--- Source extract ---
With those criteria in mind, let’s look at the fast one the media pulled this week:

Senator Elizabeth Warren’s ploy to embarrass President Trump with regards to her claimed Native American ancestry backfired.  When Senator Warren’s announcement that her DNA test showed her to indeed have Native American ancestry, the mainstream media were falling all over themselves to capture the “see, I told you so” moment.  Then more of the story surfaced.  The DNA test revealed that Senator Warren’s native ancestry was a minuscule percentage. Worse for her, the Cherokee Nation announced that the test didn’t tie her to a North American tribe at all, let alone the Cherokee tribes (which she had claimed previously), and denounced her. The entire episode has revealed Warren’s true character: She is a white woman unsatisfied with the supposed privileges thus bestowed, so she appropriated some grievance entitlement from a more disadvantaged group and tried to leverage it into political clout.

When that information came out, the media cranked up the emphasis on the Jamal Khashoggi story.  Khashoggi was a Saudi journalist/activist who entered the Saudi consulate in Istanbul, Turkey, supposedly for business related to marrying his fiancé. He didn’t come out alive.  After “investigating,” the Saudi Government offered the dubious explanation that Khashoggi died in a fist fight inside the consulate.
---
Work to complete ->
(A) In the commentary on this week's media coverage, condense the paragraph beginning "When that information came out" into a brief bulleted list that keeps its main facts.
(B) Update the commentary on this week's media coverage from "When that information" to "inside the consulate.", replacing "fist fight" with "brawl".
(C) Continue the commentary on this week's media coverage after its final sentence about the Saudi Government's explanation.
--- Data extract ---
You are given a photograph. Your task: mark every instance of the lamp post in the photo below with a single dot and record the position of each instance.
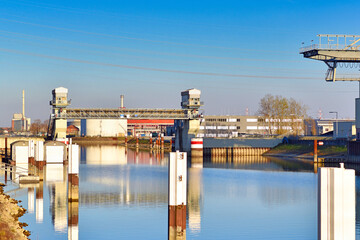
---
Results ->
(A)
- Once that information came out, the media increased its emphasis on the Jamal Khashoggi story.
- Khashoggi was a Saudi journalist/activist who entered the Saudi consulate in Istanbul, Turkey, supposedly for business related to marrying his fiancé.
- He did not come out alive.
- After "investigating," the Saudi Government offered the dubious explanation that he died in a fist fight inside the consulate.

(B)
When that information came out, the media cranked up the emphasis on the Jamal Khashoggi story.  Khashoggi was a Saudi journalist/activist who entered the Saudi consulate in Istanbul, Turkey, supposedly for business related to marrying his fiancé. He didn’t come out alive.  After “investigating,” the Saudi Government offered the dubious explanation that Khashoggi died in a brawl inside the consulate.

(C)
The assumption in the media is that Khashoggi was killed by agents of the Saudi government for his “dissident” writings. Why is the alleged murder of a foreign journalist half-way around the world more newsworthy than a US Senator’s political blunders and character self-destruction during election season?

While there is no doubt a certain amount of “wagon circling” going on among journalists in response to the probable murder of one of their own, there is another reason: The Khashoggi affair can fill the void caused by the failed Warren gambit: To make Republicans look bad right before the midterm elections.  How?  By attempting to paint the picture that the Trump Administration is taking it easy on the Saudi government over the Khashoggi investigation because looming sanctions against Iran threaten to upset oil markets. The reasoning is that President Trump needs the Saudis to increase oil production to replace whatever Iran will not be allowed to inject into the global market. This will theoretically keep oil prices stable before the election, benefiting Republicans.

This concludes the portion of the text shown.